* [EXERCISE SET]
a - In the second-harmonic generation abstract, rewrite the passage from "Detection of Ligand-Induced" to "Fischmann(2), Corey Strickland(2)", substituting "Nucleic Acids" for "Oligonucleotides".
b - According to the second-harmonic generation abstract, to which three RNA/DNA structural classes was the technique applied?

Start of SELECTED EXTRACT

Detection of Ligand-Induced Conformational Changes in Oligonucleotides by Second- Harmonic Generation
Margaret Butko (1), Gabriel Mercado(1), Noreen Rizvi(2,3), Elliott Nickbarg(2), Hai-Young Kim(2), Mark McCoy(2), Thierry Fischmann(2), Corey Strickland(2)
(1)Biodesy, Inc., South San Francisco, CA, USA; (2)Merck & Co., Boston, MA, USA; (3)Merck & Co., Kenilworth, NJ, USA; Siemens Healthineers, Tarrytown, NY, USA
RNA and DNA structural elements play an important role in a variety of biological processes, which make them an appealing target for drug discovery. However, traditional protein higher order structural techniques often face challenges when applied to RNA and DNA molecules. Furthermore, these structural techniques are laborious and not amenable to the throughput needed in drug discovery. Moreover, binding techniques capable of higher throughput often do not resolve functional structural elements. In this study, second-harmonic generation (SHG) technology1was adapted to study RNA and DNA oligonucleotide conformational changes associated with ligand binding. The technique was applied to three distinct RNA/DNA structural classes, including RNA hairpins, G-quartets, and riboswitches, all of which are known to undergo conformational changes upon binding either protein or small molecule ligands.2,3In all three cases, SHG was able to resolve conformational changes in these oligonucleotides sensitively and specifically, in solution and in real time, using nanogram amounts of material. Furthermore, these changes were distinct from conformational changes associated with known nonspecific binders This work demonstrates the broad potential of SHG for studying oligonucleotides and their conformational changes upon interaction with ligands. As SHG offers a powerful, high-throughput screening approach, our results here also open an important new avenue for identifying novel chemical probes or sequence-targeted drugs that disrupt or modulate DNA or RNA structure and function.

End of SELECTED EXTRACT
Start of DATA LISTING

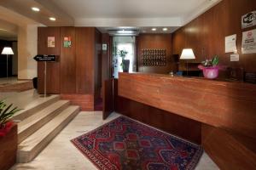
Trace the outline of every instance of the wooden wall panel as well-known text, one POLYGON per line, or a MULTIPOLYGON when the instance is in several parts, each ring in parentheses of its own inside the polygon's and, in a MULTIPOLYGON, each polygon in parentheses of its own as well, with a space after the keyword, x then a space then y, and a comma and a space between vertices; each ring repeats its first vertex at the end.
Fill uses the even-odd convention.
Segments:
POLYGON ((76 27, 77 94, 94 94, 95 28, 76 27))
POLYGON ((201 135, 205 151, 220 169, 256 168, 255 139, 205 124, 201 135))
MULTIPOLYGON (((256 54, 241 54, 241 51, 242 31, 256 28, 242 30, 241 17, 255 8, 256 1, 223 0, 172 34, 173 54, 181 54, 183 48, 192 48, 196 57, 193 62, 218 54, 222 65, 255 72, 256 54), (224 53, 224 37, 233 34, 237 35, 239 62, 230 62, 230 53, 224 53)), ((180 70, 184 68, 184 62, 181 61, 180 70)))
MULTIPOLYGON (((38 54, 55 54, 58 56, 58 62, 47 63, 47 93, 60 93, 60 27, 38 27, 38 54), (48 37, 54 37, 55 41, 55 48, 48 48, 48 37)), ((38 93, 44 93, 44 63, 38 62, 38 93)))
POLYGON ((74 27, 61 27, 61 94, 76 94, 76 41, 74 27), (70 48, 63 46, 71 37, 70 48))
POLYGON ((253 84, 146 73, 119 77, 122 97, 256 139, 253 84))
POLYGON ((108 33, 102 34, 102 44, 105 43, 108 46, 108 48, 106 51, 102 50, 102 84, 103 84, 105 80, 108 80, 111 78, 111 67, 112 67, 112 63, 110 62, 110 58, 112 56, 110 55, 110 36, 108 33))
POLYGON ((79 105, 82 111, 94 110, 94 95, 92 94, 61 94, 61 98, 70 100, 72 105, 79 105))
POLYGON ((118 94, 114 80, 114 110, 196 144, 201 142, 201 122, 137 102, 118 94))
POLYGON ((171 34, 140 34, 138 36, 138 71, 140 72, 169 73, 175 69, 172 51, 171 34), (143 66, 143 57, 141 56, 143 48, 166 48, 166 66, 143 66))
POLYGON ((113 111, 113 80, 105 80, 103 82, 103 109, 102 109, 102 119, 105 120, 113 111))
POLYGON ((95 31, 95 99, 102 98, 102 34, 96 29, 95 31))
POLYGON ((4 137, 0 137, 0 169, 8 170, 16 163, 18 132, 17 125, 4 137))

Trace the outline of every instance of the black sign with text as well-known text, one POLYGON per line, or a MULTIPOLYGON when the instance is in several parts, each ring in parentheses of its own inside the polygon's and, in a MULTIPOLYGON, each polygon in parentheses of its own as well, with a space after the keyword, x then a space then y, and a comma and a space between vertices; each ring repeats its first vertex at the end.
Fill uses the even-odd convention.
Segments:
POLYGON ((48 61, 48 62, 56 62, 57 56, 56 55, 40 55, 38 54, 34 57, 36 61, 48 61))

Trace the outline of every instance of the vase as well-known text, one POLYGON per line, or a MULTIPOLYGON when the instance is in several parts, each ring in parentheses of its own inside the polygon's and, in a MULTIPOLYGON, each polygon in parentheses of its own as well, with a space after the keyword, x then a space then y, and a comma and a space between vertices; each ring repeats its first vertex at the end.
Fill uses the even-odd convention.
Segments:
POLYGON ((218 76, 218 66, 204 67, 200 65, 198 68, 203 71, 206 78, 215 79, 218 76))

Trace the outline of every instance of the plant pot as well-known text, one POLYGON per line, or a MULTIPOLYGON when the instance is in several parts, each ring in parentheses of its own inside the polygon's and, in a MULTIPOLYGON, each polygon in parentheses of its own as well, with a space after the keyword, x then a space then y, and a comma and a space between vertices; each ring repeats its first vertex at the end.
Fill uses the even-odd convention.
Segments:
POLYGON ((123 60, 123 71, 129 72, 130 60, 123 60))
POLYGON ((206 78, 215 79, 218 76, 218 66, 204 67, 199 65, 198 68, 203 71, 206 78))

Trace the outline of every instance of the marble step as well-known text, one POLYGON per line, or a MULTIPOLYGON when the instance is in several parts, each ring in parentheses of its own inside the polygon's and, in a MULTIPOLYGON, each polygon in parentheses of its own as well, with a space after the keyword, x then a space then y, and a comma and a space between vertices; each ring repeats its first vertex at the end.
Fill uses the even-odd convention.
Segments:
POLYGON ((34 113, 43 110, 48 105, 55 103, 60 99, 59 95, 50 95, 46 98, 38 97, 31 102, 26 102, 22 105, 18 105, 19 109, 23 109, 22 110, 17 112, 14 116, 15 121, 23 121, 24 119, 31 116, 34 113))
POLYGON ((79 112, 79 106, 68 106, 50 122, 21 142, 18 145, 17 162, 20 163, 31 162, 79 112))
POLYGON ((18 123, 18 144, 53 119, 69 105, 68 100, 59 100, 18 123))

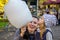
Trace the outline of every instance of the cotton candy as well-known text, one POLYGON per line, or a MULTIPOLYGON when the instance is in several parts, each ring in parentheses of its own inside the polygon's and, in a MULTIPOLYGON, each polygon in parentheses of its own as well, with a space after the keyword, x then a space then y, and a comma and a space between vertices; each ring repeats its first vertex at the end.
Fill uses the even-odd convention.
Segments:
POLYGON ((21 28, 32 21, 31 12, 24 1, 9 0, 4 10, 9 22, 16 28, 21 28))

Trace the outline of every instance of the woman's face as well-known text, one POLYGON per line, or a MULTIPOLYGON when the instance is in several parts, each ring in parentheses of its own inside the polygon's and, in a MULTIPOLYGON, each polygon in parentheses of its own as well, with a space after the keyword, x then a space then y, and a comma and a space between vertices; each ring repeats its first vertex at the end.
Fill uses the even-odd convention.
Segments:
POLYGON ((44 28, 44 17, 39 18, 38 24, 39 24, 40 29, 44 28))
POLYGON ((28 23, 28 31, 34 32, 37 28, 38 20, 37 18, 33 18, 33 20, 28 23))

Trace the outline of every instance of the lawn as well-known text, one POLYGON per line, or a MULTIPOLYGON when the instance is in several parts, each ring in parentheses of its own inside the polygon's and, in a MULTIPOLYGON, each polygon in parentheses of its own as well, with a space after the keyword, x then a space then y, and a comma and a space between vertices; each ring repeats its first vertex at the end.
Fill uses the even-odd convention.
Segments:
POLYGON ((8 22, 3 21, 3 20, 0 19, 0 29, 5 28, 5 26, 6 26, 7 24, 8 24, 8 22))

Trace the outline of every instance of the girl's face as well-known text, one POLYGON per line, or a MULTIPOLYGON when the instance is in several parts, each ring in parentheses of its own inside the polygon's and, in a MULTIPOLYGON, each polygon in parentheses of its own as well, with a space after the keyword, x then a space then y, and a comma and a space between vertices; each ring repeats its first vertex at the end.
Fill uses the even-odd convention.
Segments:
POLYGON ((39 24, 40 29, 44 28, 44 17, 39 18, 38 24, 39 24))

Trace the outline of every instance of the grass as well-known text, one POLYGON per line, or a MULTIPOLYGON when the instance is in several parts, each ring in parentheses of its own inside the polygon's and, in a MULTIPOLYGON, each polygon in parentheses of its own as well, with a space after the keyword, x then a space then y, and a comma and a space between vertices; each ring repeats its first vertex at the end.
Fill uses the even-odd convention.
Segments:
POLYGON ((5 28, 5 26, 8 24, 8 22, 0 21, 0 29, 5 28))

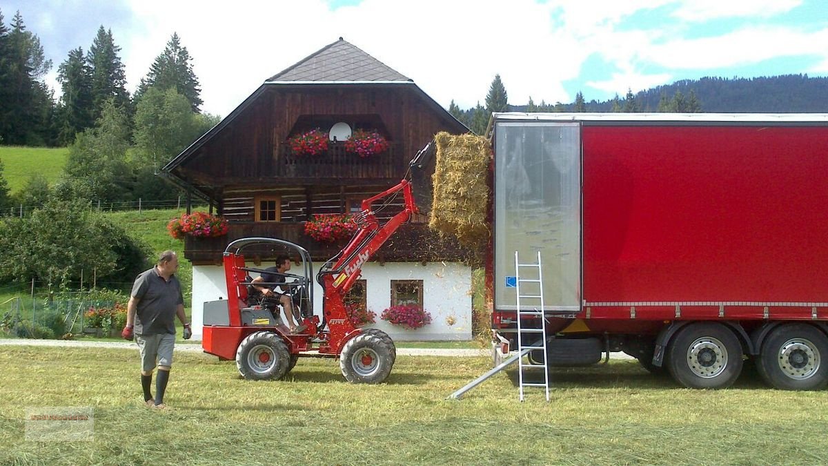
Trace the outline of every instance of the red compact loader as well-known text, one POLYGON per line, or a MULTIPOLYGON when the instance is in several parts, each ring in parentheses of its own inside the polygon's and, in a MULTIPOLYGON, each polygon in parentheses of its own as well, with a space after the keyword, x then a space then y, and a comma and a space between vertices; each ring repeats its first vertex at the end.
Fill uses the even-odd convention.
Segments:
POLYGON ((321 321, 313 313, 313 262, 306 250, 275 238, 243 238, 228 245, 224 254, 227 299, 209 301, 204 305, 201 344, 205 352, 222 360, 235 359, 238 372, 250 380, 278 380, 293 368, 300 357, 339 357, 342 375, 350 382, 385 381, 397 357, 393 341, 379 329, 354 327, 345 313, 343 298, 359 279, 363 265, 401 225, 418 211, 410 178, 420 177, 412 172, 421 169, 431 157, 431 146, 429 143, 417 153, 406 177, 397 186, 362 201, 362 211, 354 218, 358 226, 356 233, 316 274, 316 281, 323 289, 321 321), (380 225, 375 213, 401 192, 404 209, 380 225), (374 211, 373 204, 380 201, 382 204, 374 211), (248 267, 243 251, 273 249, 285 250, 291 257, 299 256, 302 274, 268 271, 282 279, 279 283, 257 284, 279 284, 282 289, 289 289, 294 313, 301 316, 301 323, 307 327, 298 334, 289 332, 276 317, 277 312, 268 309, 272 306, 250 299, 256 292, 251 284, 251 274, 262 274, 265 270, 248 267))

End of DATA LISTING

* [ANSWERS FOR THIS EXERCISE]
a -
Detection of Ligand-Induced Conformational Changes in Nucleic Acids by Second- Harmonic Generation
Margaret Butko (1), Gabriel Mercado(1), Noreen Rizvi(2,3), Elliott Nickbarg(2), Hai-Young Kim(2), Mark McCoy(2), Thierry Fischmann(2), Corey Strickland(2)

b - RNA hairpins, G-quartets, and riboswitches.